Dataset content:
——

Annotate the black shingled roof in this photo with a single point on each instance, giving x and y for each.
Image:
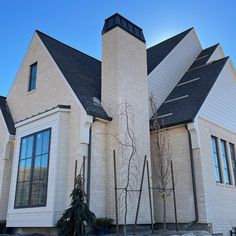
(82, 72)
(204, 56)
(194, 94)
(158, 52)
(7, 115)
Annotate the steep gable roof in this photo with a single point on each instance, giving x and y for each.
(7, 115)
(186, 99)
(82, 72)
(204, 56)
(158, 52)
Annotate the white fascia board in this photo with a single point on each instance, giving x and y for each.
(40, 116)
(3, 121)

——

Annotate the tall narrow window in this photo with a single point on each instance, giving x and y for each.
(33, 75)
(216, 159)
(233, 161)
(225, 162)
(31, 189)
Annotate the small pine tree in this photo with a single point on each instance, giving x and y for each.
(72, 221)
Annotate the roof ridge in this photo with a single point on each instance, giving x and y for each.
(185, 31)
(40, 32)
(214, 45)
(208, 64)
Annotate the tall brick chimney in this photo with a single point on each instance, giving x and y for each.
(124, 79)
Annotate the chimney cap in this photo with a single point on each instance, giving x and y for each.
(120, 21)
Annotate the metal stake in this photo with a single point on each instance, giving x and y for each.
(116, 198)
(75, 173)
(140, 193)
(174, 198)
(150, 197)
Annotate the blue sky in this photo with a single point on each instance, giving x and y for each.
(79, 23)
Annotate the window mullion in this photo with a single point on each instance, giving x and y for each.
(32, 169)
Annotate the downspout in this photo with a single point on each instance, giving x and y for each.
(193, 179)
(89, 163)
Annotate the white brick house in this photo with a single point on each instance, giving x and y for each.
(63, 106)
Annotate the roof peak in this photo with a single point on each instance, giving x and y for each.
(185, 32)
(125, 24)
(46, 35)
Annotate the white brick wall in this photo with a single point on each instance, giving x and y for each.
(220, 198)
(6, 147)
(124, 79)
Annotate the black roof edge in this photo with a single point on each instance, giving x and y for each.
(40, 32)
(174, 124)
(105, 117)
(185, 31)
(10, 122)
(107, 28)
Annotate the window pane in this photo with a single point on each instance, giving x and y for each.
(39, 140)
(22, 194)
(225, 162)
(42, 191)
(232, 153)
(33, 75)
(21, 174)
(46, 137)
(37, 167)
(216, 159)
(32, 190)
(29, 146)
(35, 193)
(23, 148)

——

The exercise: Find each line in the data above that contains the word "tall" and copy those lines out in full. Matching is case-sensitive.

Result below:
Annotate the tall narrow window in this photo with a single point on each instance, giving x and y for each.
Annotate the tall brick chimney in this photo with a single point on each instance, giving x and y for each.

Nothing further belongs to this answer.